What you are asked to do. Rewrite every line from the start of the records through the line holding "[664,223,997,481]", inclusive, with the requests included. Move each box by adding 104 to every coordinate.

(Dataset rows)
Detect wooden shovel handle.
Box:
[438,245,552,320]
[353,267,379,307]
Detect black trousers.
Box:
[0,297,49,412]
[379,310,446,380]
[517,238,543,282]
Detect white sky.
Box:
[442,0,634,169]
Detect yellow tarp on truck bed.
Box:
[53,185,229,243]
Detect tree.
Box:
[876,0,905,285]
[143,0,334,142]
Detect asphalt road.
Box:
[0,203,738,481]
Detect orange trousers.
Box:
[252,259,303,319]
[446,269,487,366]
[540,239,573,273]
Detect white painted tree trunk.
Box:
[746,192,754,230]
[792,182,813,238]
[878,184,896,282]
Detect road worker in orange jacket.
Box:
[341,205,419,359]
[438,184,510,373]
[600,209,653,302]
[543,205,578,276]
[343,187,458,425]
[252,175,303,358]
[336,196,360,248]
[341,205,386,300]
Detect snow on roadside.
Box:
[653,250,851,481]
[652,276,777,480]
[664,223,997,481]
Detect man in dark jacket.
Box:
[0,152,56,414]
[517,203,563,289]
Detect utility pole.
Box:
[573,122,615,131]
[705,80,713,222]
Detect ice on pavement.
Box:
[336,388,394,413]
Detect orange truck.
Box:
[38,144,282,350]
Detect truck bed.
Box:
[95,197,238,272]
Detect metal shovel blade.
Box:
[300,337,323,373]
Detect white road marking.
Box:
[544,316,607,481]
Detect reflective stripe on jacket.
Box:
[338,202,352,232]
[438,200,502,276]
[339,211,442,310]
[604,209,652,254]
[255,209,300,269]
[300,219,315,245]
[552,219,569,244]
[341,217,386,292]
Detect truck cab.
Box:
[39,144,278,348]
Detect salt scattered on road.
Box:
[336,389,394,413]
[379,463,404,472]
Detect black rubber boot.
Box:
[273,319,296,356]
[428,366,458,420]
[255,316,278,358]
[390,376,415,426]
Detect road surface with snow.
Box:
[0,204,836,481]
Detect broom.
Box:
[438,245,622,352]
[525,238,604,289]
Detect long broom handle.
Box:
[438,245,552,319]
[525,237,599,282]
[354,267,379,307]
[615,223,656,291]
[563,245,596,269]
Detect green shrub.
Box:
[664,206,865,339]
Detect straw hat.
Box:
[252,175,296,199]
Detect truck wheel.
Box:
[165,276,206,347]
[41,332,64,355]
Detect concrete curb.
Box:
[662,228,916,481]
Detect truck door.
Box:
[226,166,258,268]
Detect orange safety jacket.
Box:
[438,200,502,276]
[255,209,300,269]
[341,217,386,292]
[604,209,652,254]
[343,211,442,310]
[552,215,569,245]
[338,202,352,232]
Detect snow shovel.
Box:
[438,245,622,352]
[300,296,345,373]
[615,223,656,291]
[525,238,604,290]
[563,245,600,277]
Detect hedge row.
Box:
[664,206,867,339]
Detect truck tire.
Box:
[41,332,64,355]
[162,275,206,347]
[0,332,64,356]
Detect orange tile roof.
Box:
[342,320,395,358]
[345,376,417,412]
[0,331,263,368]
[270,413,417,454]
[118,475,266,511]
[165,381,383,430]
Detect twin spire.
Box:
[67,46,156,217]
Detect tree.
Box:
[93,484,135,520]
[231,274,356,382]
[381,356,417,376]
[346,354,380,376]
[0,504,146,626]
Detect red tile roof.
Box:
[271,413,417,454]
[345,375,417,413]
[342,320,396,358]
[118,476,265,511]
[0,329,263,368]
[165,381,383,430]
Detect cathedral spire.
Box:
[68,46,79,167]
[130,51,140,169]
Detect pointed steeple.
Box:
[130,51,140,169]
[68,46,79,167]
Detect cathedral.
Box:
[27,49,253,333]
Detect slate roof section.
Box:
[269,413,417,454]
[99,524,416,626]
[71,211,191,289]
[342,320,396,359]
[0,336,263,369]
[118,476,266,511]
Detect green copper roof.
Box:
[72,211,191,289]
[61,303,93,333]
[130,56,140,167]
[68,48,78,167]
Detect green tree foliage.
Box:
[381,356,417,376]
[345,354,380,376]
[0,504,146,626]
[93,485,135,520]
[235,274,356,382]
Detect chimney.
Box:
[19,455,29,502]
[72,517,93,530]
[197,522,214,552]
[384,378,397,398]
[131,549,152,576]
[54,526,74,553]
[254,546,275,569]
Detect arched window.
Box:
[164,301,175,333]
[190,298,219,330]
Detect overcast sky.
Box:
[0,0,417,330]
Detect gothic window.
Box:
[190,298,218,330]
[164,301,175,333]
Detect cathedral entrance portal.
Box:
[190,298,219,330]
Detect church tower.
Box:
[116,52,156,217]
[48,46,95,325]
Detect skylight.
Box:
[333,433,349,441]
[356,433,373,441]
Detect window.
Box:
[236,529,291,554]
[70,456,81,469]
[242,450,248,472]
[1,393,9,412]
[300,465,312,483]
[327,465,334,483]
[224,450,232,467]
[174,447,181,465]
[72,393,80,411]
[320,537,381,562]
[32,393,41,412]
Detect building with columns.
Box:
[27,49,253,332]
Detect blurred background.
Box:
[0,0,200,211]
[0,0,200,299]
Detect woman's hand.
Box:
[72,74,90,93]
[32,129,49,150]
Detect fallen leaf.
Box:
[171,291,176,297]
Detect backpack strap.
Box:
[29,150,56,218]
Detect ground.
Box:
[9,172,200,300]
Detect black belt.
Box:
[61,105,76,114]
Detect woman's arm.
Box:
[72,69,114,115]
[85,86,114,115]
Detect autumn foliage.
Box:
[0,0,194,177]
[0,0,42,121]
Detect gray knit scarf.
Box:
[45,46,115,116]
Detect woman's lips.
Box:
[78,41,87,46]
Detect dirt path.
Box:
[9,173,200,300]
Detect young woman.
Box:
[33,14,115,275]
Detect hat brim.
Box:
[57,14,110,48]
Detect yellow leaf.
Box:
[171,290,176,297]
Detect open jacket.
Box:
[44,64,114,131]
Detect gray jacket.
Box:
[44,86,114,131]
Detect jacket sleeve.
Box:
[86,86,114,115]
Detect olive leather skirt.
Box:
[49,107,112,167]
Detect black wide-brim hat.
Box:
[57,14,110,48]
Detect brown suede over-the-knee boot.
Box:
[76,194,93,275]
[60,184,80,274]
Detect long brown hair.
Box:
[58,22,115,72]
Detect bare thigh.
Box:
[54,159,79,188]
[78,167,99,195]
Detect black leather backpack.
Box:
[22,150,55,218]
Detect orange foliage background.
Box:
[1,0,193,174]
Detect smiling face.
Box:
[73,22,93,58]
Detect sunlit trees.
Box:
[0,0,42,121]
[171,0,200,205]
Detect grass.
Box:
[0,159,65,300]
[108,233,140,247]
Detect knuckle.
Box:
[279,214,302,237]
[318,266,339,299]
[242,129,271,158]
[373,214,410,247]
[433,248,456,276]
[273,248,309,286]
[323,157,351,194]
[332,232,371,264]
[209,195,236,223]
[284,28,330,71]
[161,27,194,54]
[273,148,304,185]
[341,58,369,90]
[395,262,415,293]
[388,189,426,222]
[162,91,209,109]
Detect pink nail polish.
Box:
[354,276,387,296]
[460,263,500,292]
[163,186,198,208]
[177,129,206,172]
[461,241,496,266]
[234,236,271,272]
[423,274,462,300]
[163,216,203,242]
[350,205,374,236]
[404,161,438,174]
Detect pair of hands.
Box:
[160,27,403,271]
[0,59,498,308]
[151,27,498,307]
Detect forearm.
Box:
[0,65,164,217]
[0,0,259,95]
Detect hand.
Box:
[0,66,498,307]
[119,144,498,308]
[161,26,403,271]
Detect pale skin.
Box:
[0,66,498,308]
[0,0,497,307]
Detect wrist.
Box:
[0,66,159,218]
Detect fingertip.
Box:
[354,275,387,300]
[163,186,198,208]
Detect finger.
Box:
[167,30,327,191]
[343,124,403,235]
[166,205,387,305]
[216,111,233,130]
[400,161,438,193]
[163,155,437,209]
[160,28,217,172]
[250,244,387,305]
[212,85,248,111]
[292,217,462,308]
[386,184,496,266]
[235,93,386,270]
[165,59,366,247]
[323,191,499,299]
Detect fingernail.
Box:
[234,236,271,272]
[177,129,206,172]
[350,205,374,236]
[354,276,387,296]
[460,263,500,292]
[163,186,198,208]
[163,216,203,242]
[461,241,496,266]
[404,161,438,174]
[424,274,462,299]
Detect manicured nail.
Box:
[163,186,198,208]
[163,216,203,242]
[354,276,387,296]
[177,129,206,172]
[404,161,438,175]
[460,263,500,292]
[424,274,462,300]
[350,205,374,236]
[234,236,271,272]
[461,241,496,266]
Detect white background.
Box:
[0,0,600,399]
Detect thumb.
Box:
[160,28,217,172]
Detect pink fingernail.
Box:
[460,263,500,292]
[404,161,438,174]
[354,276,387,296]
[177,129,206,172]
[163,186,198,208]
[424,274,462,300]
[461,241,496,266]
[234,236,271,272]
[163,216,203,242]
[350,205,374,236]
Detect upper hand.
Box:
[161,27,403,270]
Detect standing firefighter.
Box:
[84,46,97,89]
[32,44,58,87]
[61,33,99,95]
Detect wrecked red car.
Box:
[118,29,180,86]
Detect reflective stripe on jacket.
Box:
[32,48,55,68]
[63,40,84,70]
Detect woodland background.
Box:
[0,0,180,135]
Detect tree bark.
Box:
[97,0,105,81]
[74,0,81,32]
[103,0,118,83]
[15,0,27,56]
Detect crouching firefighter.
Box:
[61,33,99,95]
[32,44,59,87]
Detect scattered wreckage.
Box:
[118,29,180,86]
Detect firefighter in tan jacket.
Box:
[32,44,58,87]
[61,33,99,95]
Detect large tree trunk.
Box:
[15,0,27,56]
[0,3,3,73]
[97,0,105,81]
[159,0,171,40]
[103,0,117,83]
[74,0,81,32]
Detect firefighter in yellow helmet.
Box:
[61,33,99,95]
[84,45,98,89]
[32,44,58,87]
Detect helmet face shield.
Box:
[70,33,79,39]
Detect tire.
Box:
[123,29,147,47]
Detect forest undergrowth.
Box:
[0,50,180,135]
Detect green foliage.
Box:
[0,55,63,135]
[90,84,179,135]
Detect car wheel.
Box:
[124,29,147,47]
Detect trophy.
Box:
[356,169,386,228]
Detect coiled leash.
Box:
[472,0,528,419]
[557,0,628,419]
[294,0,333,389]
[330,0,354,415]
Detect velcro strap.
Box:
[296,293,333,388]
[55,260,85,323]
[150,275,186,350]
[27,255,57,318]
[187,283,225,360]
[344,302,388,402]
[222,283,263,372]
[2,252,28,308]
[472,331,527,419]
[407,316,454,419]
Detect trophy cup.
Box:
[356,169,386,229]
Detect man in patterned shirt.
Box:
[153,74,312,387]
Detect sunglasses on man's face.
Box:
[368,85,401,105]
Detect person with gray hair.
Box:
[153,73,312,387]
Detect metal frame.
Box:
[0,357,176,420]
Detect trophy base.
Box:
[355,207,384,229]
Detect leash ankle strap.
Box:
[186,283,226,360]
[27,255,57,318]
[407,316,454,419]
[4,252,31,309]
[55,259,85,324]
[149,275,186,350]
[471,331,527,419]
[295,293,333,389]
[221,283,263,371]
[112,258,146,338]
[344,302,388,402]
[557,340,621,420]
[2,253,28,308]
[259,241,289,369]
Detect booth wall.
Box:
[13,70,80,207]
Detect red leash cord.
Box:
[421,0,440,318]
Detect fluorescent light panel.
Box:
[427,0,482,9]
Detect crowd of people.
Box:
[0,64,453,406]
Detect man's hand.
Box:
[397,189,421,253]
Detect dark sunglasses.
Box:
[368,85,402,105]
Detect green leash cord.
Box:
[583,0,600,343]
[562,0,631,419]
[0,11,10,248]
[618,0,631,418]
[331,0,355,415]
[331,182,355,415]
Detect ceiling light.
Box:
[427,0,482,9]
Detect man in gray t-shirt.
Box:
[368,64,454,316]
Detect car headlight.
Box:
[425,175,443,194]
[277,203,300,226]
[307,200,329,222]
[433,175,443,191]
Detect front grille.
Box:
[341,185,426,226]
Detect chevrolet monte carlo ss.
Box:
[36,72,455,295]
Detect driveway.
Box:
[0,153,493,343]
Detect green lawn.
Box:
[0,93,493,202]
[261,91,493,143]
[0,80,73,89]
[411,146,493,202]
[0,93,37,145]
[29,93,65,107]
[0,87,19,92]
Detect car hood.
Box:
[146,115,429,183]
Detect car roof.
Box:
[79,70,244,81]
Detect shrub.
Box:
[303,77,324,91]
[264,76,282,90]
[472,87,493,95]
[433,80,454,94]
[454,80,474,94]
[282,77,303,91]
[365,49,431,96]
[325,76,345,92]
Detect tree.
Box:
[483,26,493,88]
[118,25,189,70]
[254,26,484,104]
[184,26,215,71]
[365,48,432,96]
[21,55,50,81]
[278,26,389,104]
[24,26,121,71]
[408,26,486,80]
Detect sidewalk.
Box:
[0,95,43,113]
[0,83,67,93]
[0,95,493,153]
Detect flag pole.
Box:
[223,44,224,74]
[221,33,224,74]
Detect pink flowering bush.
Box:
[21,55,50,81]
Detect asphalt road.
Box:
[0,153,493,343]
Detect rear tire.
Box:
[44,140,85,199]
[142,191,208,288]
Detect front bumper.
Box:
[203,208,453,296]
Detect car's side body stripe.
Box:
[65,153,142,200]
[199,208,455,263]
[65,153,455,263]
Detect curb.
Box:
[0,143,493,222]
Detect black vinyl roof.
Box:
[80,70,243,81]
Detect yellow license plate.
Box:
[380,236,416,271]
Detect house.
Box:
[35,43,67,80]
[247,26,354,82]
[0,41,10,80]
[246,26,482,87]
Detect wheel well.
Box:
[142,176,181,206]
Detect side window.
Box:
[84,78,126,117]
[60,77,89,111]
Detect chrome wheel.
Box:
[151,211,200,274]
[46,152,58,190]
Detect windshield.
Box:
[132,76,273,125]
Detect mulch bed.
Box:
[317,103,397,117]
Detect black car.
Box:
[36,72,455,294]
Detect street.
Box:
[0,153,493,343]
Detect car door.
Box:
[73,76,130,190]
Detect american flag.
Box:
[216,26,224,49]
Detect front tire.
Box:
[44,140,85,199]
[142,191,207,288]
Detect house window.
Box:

Response below.
Detect wooden shovel handle.
Box:
[542,349,656,424]
[457,371,483,411]
Detect black trousers.
Box:
[104,401,153,516]
[483,414,550,484]
[621,342,647,386]
Detect white sky.
Box:
[546,104,738,273]
Detect yellow tarp on truck bed.
Box:
[157,289,333,347]
Detect tree.
Box:
[980,104,1009,389]
[247,104,438,246]
Detect asphalt road.
Box:
[104,307,842,585]
Detect orange trousers.
Box:
[356,363,407,423]
[550,373,591,470]
[644,343,677,377]
Detect white painted tree trunk.
Box:
[850,296,858,334]
[896,286,917,342]
[982,288,1000,386]
Detect road worker in orange jacket.
Box:
[445,309,523,463]
[542,288,614,477]
[704,313,757,406]
[647,309,682,380]
[447,291,562,529]
[356,279,407,462]
[440,300,464,352]
[445,309,490,404]
Detect snow on roadside.
Box:
[757,354,955,585]
[756,380,881,584]
[768,327,1101,585]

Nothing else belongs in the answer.